Exercise description
Could you rescale the entries beginning at the line that has "the green shrub" and stopping after the last line of the entries? Copy out every line in that span, wording unchanged, except that each point coordinate is multiplied by 0.6 and rounded to a whole number, with halves rounded up.
◇ ◇ ◇
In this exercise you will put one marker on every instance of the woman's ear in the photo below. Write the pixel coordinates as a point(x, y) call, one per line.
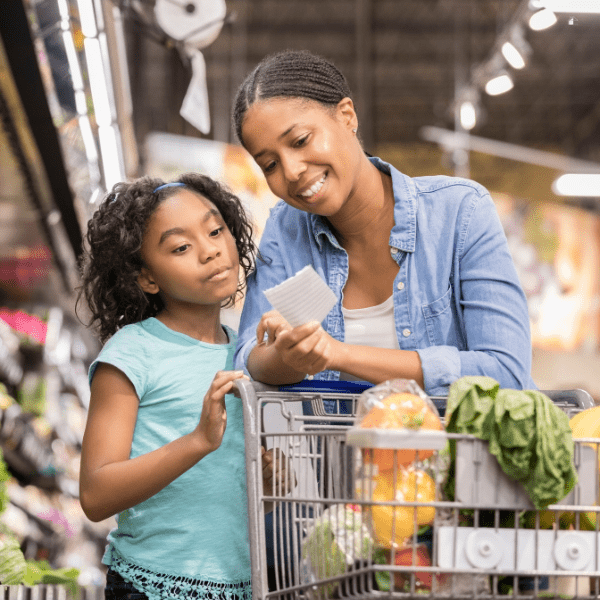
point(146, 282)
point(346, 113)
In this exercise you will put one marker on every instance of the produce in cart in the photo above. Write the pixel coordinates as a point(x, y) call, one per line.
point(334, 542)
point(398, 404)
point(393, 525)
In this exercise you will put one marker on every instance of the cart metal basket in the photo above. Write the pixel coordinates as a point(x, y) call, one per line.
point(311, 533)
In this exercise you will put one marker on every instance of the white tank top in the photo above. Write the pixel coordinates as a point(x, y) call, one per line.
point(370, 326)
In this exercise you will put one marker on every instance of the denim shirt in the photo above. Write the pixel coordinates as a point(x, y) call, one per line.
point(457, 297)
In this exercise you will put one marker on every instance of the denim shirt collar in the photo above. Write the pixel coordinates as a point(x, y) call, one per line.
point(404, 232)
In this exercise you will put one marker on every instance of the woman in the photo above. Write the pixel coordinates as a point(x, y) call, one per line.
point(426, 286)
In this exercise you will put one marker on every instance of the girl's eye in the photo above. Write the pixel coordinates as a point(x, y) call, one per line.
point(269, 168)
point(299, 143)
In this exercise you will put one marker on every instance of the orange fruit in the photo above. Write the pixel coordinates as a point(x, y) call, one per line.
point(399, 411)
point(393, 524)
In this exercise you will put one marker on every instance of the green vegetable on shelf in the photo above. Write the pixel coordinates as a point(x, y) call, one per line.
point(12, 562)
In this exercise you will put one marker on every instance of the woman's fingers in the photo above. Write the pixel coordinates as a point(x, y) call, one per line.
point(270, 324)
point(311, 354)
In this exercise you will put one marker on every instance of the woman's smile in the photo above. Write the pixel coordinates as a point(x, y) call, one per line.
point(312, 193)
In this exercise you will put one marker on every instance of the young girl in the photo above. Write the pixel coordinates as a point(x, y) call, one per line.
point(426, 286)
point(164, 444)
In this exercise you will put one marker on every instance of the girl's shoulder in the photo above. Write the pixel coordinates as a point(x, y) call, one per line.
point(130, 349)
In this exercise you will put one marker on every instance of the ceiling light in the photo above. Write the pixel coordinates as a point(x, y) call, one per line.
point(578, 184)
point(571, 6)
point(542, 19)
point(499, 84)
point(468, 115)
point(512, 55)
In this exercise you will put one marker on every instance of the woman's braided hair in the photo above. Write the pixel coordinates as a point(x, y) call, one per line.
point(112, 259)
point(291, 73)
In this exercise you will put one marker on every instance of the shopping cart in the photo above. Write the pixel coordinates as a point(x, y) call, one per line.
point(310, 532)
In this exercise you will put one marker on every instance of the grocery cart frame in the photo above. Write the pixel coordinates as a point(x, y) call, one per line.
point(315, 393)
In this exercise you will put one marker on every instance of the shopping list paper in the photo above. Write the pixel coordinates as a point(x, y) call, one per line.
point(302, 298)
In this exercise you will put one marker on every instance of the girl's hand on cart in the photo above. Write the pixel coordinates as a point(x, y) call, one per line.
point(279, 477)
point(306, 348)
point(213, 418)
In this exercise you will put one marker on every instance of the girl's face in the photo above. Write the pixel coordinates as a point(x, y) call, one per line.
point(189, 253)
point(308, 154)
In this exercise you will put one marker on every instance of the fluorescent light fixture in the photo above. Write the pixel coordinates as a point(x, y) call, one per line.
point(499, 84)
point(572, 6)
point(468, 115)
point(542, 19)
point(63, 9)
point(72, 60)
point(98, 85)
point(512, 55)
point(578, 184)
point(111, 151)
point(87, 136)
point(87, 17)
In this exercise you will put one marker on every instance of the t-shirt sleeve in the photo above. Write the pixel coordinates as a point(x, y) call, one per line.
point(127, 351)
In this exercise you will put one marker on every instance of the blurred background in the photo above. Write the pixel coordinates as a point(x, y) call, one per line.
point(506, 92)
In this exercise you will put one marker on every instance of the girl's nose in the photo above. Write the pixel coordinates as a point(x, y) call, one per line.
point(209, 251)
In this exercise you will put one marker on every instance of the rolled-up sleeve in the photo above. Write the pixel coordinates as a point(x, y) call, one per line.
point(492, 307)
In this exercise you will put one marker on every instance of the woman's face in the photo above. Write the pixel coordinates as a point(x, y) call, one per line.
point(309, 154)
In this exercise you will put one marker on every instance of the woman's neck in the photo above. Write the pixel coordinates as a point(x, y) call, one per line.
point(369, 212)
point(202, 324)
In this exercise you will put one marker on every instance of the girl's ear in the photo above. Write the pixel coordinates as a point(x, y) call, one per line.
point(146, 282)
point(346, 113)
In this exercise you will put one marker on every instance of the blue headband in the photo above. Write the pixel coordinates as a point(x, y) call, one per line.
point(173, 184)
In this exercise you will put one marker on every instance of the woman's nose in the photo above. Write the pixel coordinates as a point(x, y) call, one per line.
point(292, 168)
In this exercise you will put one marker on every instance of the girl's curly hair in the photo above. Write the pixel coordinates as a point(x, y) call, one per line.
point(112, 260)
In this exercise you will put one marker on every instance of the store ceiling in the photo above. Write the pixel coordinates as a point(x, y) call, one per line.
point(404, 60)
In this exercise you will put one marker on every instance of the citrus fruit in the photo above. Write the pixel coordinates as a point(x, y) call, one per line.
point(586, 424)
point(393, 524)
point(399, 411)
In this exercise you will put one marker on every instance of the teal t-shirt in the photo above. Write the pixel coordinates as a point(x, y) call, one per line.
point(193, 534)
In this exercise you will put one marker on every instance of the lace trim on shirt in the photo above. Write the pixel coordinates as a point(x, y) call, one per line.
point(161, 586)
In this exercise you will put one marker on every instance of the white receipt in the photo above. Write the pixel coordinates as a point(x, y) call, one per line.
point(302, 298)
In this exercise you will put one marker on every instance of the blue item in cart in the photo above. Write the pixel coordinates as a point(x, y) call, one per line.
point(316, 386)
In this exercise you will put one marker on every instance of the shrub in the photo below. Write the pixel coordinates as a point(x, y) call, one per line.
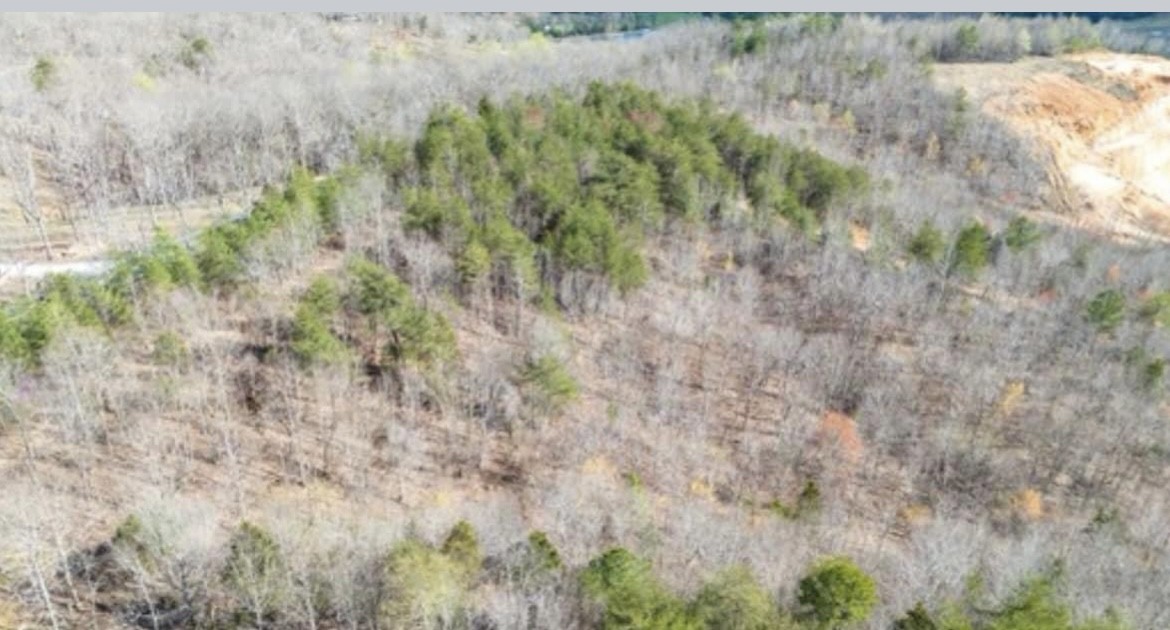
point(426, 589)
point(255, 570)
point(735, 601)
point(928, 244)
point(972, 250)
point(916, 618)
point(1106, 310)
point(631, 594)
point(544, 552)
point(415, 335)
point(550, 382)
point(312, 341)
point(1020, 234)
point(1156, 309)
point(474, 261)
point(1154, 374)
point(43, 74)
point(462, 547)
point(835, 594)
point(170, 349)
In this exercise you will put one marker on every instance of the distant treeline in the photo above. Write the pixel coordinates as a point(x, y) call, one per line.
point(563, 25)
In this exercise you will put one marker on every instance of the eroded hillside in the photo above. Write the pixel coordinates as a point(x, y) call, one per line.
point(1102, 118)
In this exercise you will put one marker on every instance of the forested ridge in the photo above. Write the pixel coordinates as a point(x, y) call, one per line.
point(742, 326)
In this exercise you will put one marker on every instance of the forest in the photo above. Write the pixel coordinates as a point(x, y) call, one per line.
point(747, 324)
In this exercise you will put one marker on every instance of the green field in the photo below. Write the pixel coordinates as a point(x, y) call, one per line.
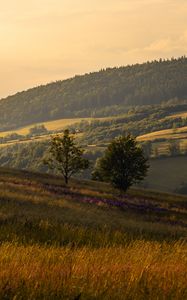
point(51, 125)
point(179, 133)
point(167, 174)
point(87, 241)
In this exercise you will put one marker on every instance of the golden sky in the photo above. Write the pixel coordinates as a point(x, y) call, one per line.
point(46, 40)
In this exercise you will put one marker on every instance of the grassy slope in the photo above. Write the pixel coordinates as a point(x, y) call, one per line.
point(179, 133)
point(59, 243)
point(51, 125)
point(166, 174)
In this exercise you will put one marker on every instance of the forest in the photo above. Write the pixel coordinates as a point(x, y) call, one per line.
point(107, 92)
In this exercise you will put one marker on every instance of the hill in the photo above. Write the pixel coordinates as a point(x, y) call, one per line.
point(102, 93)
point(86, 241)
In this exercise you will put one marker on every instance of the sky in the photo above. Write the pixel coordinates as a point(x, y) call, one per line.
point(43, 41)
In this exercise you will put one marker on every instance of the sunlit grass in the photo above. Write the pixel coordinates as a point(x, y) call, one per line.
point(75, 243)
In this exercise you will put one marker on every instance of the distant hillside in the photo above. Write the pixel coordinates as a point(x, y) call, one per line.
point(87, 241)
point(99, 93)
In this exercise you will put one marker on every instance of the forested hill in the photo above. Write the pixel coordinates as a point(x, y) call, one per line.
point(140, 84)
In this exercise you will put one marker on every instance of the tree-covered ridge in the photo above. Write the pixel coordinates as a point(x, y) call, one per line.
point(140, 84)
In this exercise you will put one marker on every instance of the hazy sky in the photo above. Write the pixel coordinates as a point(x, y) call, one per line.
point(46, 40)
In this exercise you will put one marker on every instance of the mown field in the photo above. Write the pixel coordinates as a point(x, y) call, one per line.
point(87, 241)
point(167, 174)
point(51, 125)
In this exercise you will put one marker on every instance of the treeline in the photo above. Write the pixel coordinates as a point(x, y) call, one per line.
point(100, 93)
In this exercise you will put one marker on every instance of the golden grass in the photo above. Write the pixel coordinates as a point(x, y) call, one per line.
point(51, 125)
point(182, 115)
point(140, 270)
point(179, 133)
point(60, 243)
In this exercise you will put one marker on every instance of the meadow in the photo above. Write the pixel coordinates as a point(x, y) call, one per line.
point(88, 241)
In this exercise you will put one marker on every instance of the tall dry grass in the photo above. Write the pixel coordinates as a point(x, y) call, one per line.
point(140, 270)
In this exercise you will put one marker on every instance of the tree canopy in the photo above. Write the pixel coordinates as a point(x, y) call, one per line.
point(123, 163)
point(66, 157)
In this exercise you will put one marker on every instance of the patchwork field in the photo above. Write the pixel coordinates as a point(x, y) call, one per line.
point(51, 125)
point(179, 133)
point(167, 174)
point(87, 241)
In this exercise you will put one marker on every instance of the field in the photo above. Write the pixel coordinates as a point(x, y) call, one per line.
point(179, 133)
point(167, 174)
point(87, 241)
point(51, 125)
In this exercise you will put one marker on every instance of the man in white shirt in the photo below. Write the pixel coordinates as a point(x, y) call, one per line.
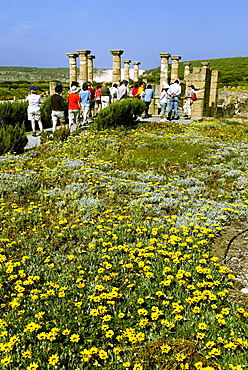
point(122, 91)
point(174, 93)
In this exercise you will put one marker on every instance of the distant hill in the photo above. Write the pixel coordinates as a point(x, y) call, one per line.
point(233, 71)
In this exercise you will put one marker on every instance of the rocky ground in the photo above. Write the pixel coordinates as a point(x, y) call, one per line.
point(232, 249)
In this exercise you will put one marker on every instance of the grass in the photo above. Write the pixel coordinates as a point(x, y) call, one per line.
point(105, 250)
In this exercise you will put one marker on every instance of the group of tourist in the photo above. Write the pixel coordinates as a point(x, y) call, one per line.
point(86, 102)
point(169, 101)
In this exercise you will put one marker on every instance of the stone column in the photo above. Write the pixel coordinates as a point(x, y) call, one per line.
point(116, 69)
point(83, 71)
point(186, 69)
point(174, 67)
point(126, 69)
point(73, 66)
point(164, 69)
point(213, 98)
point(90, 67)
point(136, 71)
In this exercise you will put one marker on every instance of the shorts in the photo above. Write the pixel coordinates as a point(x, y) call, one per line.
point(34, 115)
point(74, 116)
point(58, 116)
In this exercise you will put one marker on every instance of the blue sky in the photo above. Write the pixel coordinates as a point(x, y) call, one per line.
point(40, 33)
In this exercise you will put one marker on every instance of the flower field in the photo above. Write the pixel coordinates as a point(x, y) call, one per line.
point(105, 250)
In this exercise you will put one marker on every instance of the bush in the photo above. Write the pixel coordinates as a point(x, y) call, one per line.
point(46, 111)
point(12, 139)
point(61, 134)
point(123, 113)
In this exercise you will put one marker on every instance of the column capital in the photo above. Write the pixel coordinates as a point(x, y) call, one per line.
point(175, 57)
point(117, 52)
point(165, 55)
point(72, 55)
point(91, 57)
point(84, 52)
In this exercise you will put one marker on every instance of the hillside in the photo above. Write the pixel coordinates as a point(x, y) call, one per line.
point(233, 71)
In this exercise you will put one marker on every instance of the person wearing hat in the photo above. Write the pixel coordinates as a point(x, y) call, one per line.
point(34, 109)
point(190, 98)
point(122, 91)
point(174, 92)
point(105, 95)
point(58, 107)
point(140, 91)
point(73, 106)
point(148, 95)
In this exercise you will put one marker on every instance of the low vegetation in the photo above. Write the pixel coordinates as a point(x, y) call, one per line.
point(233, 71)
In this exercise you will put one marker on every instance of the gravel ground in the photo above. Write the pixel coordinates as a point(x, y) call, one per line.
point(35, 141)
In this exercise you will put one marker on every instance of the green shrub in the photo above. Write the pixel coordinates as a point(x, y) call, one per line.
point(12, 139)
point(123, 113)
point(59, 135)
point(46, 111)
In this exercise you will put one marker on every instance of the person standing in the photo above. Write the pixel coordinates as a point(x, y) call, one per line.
◇ ◇ ◇
Task answer
In this exercise you will put one marker on every instance of the green shrub in the photo above. Write the pixel coordinates as a point(x, y) call, one per line.
point(7, 83)
point(74, 68)
point(35, 81)
point(28, 67)
In this exercise you will put one marker on every instance of the person standing in the photo above. Write the pixel coordinates as a point(x, y) call, one per line.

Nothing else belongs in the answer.